→ **What you will do**
Please write out the data below once more, exactly as it stands.

(Records from a data collection)
::::::::::
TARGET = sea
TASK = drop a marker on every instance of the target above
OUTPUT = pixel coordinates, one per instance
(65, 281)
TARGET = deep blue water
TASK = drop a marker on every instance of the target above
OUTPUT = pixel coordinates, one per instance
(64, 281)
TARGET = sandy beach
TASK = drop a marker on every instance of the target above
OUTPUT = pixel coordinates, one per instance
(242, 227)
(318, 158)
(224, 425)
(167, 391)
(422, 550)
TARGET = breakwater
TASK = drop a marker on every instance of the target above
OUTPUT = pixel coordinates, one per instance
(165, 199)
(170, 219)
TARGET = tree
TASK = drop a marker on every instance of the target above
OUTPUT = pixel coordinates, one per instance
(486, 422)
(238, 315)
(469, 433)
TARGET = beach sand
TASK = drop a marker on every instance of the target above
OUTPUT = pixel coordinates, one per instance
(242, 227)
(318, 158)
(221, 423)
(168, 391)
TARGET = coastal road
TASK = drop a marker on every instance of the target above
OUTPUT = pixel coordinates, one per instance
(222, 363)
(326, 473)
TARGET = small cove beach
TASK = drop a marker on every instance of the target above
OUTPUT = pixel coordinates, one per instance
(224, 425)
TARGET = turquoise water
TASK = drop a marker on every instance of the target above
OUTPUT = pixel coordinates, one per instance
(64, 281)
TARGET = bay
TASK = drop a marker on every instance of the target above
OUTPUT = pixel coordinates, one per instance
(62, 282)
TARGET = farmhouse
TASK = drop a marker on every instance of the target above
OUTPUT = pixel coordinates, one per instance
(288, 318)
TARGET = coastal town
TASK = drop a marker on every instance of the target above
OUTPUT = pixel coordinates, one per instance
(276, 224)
::::::::::
→ **Output of the exercise**
TARGET = sea
TASK = drop a marker on every instance of the target above
OUTPUT = pixel coordinates, one per instance
(65, 281)
TARGET = deep blue water
TASK = drop a marker on every instance of the target above
OUTPUT = pixel coordinates, one per instance
(64, 281)
TARGET = sandy beach
TASK = drop a marker on every instance of the target above
OUTPUT = pixel coordinates, one per instance
(242, 227)
(318, 158)
(224, 425)
(167, 391)
(422, 550)
TARGET = breakwater
TASK = drop a marker on every instance of the target above
OUTPUT = pixel coordinates, one per instance
(165, 199)
(170, 219)
TARGET = tree
TASK = drop a marker on every instance of the target above
OUTPUT = pixel coordinates, one per instance
(486, 422)
(238, 315)
(469, 433)
TARGET = beach sand
TASK = drop a marker on every instance of the target above
OUTPUT = pixel coordinates, one per instance
(242, 227)
(318, 158)
(221, 423)
(168, 391)
TARGET = coastal road
TASK = drop a marker on every instance of the target above
OUTPUT = pixel coordinates, one per instance
(222, 363)
(326, 473)
TARGET = small cove beach
TASK = drop a marker on every instance of the target above
OUTPUT = pixel coordinates, one per instance
(224, 425)
TARGET = turquoise water
TASK = drop a marker on every instance of the target above
OUTPUT = pixel coordinates, one per instance
(64, 281)
TARGET = bay
TASK = drop a marker on every instance of the target above
OUTPUT = pixel coordinates, one per instance
(62, 282)
TARGET = farmhouse
TASK = drop a marker on every instance of the target above
OUTPUT = pixel coordinates, one per instance
(288, 318)
TARGET = coastal town
TASK = drop a marker on every instance of the target above
OUTPUT = pixel coordinates, one per instance
(276, 224)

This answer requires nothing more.